Source data:
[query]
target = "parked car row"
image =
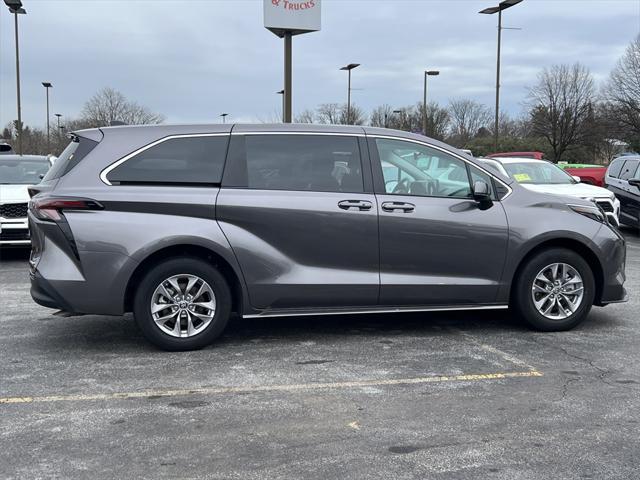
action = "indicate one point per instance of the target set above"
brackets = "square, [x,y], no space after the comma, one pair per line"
[182,225]
[17,173]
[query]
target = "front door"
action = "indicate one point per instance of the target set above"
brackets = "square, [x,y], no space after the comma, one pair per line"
[302,220]
[437,247]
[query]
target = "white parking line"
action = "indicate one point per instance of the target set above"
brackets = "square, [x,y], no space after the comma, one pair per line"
[270,388]
[496,351]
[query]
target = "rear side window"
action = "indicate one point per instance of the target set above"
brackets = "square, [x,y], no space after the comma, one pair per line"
[615,168]
[70,157]
[320,163]
[629,169]
[185,160]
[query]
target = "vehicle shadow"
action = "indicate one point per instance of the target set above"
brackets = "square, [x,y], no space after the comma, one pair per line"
[14,253]
[99,334]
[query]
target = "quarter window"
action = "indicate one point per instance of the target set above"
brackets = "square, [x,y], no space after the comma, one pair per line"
[187,160]
[629,169]
[413,169]
[616,167]
[320,163]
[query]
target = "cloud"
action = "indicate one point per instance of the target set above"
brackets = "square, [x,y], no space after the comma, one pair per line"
[192,60]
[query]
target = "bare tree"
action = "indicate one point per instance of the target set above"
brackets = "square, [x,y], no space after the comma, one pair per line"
[622,92]
[562,107]
[328,113]
[352,116]
[109,105]
[306,116]
[437,120]
[381,115]
[467,117]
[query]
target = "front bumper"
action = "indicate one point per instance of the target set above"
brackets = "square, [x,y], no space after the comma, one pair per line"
[14,231]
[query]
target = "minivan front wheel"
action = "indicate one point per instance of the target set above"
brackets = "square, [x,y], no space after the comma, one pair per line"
[182,304]
[555,290]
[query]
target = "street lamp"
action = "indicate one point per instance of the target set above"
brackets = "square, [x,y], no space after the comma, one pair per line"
[348,68]
[400,112]
[47,86]
[15,7]
[281,92]
[427,73]
[490,11]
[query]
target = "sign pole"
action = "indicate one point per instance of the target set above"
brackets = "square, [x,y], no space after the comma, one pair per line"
[287,77]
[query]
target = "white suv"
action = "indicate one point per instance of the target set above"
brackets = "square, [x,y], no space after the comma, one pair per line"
[545,177]
[17,172]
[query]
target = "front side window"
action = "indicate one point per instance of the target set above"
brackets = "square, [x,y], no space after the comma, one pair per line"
[185,160]
[413,169]
[629,169]
[320,163]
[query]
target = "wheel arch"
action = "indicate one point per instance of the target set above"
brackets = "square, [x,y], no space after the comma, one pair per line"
[194,251]
[570,244]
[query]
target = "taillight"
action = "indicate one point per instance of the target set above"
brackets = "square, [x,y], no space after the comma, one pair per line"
[51,208]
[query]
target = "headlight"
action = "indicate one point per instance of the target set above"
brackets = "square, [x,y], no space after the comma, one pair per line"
[594,213]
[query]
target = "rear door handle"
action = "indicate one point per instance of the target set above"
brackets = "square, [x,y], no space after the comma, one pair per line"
[402,206]
[359,204]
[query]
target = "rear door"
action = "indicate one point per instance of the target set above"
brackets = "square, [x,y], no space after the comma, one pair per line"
[301,216]
[437,247]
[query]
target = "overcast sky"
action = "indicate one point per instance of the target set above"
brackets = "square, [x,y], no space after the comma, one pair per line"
[193,59]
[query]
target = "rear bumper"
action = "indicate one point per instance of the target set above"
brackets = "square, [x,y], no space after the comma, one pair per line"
[44,294]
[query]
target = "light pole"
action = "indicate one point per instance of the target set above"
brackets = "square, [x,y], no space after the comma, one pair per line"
[399,113]
[281,92]
[490,11]
[15,7]
[427,73]
[348,68]
[47,86]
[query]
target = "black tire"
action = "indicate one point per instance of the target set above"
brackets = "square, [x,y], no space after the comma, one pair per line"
[522,301]
[179,266]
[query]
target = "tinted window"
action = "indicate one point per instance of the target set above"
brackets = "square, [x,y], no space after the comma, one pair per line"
[615,167]
[413,169]
[629,169]
[189,160]
[321,163]
[70,157]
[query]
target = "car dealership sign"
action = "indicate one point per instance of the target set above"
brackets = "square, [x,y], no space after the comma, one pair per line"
[295,16]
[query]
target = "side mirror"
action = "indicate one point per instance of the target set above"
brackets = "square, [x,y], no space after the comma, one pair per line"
[482,194]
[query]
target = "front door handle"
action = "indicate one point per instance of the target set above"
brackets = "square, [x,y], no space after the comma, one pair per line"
[359,204]
[402,206]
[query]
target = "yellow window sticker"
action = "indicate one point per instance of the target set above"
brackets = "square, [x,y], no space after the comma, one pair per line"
[521,177]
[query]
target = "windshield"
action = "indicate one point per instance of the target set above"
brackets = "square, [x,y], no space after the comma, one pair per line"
[538,173]
[22,171]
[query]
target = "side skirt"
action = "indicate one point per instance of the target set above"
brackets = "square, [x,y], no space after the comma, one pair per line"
[307,313]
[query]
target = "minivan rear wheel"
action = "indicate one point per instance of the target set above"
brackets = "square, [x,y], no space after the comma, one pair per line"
[554,290]
[182,304]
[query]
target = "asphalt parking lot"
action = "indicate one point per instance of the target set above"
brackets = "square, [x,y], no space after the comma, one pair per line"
[464,395]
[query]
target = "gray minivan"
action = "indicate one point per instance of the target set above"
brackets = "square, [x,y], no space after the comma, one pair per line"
[183,225]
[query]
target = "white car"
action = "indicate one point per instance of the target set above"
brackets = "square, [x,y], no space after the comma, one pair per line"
[17,172]
[545,177]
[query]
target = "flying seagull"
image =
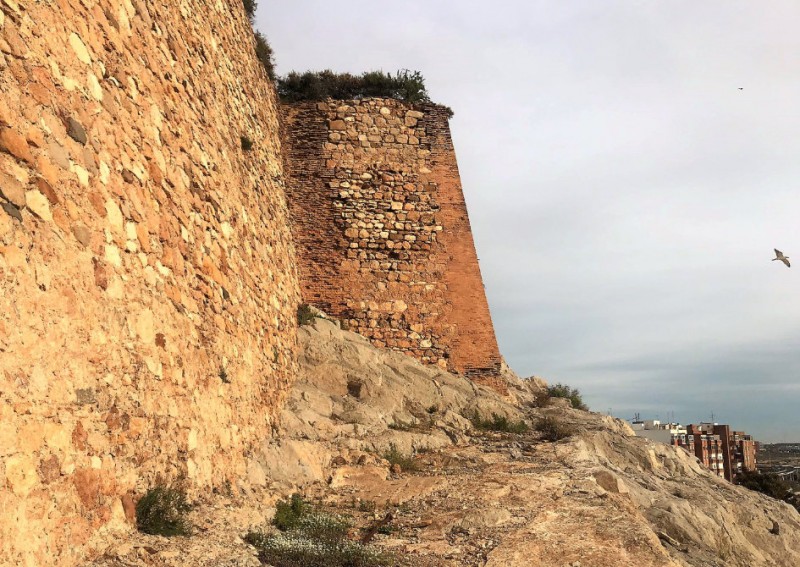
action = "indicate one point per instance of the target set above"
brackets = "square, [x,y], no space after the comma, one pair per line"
[779,256]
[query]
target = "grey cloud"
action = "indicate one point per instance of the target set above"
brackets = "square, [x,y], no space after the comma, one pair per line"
[625,195]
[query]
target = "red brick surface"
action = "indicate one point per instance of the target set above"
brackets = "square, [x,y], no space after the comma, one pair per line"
[382,230]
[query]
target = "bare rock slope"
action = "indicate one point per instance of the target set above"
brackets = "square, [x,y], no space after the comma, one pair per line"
[598,498]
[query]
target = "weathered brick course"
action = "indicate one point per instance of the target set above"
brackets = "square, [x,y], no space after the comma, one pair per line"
[382,230]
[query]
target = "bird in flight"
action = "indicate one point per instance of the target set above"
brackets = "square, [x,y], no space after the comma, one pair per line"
[779,256]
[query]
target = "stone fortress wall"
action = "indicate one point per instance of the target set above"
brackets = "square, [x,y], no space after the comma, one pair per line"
[148,277]
[381,226]
[148,286]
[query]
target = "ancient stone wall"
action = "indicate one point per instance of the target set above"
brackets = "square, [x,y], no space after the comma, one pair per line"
[147,275]
[382,231]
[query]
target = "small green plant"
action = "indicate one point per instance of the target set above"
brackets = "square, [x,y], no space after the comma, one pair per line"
[572,394]
[367,506]
[498,423]
[250,9]
[397,457]
[288,513]
[554,429]
[162,511]
[223,375]
[770,484]
[405,85]
[311,538]
[305,314]
[265,54]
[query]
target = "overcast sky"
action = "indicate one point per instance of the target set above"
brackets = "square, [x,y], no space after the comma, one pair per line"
[625,195]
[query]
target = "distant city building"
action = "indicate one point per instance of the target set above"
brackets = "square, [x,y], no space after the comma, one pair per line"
[725,452]
[738,448]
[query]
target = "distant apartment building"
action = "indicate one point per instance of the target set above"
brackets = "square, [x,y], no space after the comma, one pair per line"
[738,448]
[725,452]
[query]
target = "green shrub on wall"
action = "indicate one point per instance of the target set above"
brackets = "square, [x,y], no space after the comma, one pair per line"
[265,54]
[250,9]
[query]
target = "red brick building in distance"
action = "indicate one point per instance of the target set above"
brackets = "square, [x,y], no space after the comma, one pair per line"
[728,453]
[381,228]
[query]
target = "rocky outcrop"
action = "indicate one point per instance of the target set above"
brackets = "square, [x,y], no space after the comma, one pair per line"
[599,498]
[147,274]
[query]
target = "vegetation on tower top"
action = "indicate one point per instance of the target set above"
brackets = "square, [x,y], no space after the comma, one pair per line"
[405,85]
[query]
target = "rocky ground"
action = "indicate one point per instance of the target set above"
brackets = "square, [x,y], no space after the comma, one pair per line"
[600,497]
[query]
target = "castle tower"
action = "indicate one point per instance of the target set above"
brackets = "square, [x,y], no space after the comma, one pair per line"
[382,230]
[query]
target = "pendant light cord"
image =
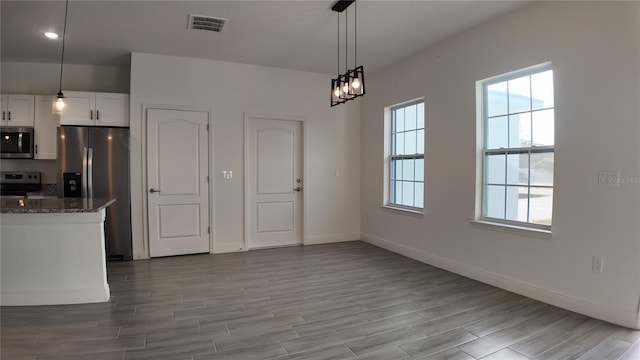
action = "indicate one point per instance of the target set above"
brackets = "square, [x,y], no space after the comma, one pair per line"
[346,41]
[338,43]
[64,33]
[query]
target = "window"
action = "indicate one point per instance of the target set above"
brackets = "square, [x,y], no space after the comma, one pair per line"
[406,156]
[518,149]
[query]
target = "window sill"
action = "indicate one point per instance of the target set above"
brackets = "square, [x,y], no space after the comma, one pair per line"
[512,229]
[403,211]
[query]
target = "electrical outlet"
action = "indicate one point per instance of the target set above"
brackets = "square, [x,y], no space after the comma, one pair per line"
[598,264]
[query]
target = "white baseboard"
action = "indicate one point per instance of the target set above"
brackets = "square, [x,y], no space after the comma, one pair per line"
[55,297]
[624,318]
[224,248]
[330,238]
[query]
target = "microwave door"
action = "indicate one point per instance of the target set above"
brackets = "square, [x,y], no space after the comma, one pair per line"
[16,143]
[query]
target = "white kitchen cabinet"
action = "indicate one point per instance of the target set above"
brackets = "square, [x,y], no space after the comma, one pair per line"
[17,110]
[95,109]
[45,128]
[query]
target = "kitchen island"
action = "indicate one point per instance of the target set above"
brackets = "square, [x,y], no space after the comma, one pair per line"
[52,251]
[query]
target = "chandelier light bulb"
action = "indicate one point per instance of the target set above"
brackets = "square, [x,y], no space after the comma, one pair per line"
[60,104]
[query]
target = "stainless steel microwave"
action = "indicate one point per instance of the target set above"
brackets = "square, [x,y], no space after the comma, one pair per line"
[16,142]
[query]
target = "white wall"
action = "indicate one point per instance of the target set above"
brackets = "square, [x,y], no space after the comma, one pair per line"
[594,48]
[44,79]
[331,140]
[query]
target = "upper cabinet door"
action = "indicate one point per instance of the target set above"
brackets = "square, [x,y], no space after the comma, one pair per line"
[112,109]
[95,109]
[46,123]
[80,108]
[17,110]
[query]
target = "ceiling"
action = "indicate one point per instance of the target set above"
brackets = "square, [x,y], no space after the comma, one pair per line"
[298,35]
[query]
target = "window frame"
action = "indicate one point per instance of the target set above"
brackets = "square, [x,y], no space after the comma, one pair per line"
[390,158]
[484,152]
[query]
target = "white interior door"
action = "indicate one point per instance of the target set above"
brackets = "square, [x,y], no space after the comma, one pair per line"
[273,156]
[177,175]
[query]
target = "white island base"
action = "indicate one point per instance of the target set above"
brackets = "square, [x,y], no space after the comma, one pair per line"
[53,258]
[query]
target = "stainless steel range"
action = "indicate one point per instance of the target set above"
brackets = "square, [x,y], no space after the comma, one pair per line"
[19,183]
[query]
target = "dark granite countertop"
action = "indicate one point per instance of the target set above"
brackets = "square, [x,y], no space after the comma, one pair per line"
[57,205]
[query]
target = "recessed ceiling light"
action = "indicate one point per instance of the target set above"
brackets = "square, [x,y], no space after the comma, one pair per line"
[50,35]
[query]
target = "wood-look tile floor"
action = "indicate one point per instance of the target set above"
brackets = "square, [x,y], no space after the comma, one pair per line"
[338,301]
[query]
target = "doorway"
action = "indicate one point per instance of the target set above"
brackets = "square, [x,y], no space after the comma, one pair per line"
[177,182]
[273,181]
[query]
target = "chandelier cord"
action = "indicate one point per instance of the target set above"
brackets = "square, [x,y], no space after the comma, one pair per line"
[338,43]
[346,40]
[64,33]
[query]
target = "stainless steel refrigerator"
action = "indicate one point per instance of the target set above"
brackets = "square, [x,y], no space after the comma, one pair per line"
[94,162]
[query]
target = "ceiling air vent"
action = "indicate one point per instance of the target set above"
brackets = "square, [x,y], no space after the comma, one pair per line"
[207,23]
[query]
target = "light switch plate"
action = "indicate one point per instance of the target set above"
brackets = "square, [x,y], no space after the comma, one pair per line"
[609,178]
[226,174]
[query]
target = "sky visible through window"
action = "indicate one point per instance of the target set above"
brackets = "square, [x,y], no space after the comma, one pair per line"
[520,116]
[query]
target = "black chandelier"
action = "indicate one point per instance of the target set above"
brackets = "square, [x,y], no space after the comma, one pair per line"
[349,85]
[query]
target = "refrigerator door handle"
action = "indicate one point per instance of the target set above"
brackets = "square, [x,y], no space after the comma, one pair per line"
[85,162]
[90,172]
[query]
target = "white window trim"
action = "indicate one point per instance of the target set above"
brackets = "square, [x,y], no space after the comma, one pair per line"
[510,226]
[386,183]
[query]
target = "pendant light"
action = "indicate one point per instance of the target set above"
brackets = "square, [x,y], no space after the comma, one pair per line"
[349,85]
[59,104]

Exercise instructions:
Determine how many lines in the preceding records include the word "parking". The answer is that number alone.

Result of the task:
2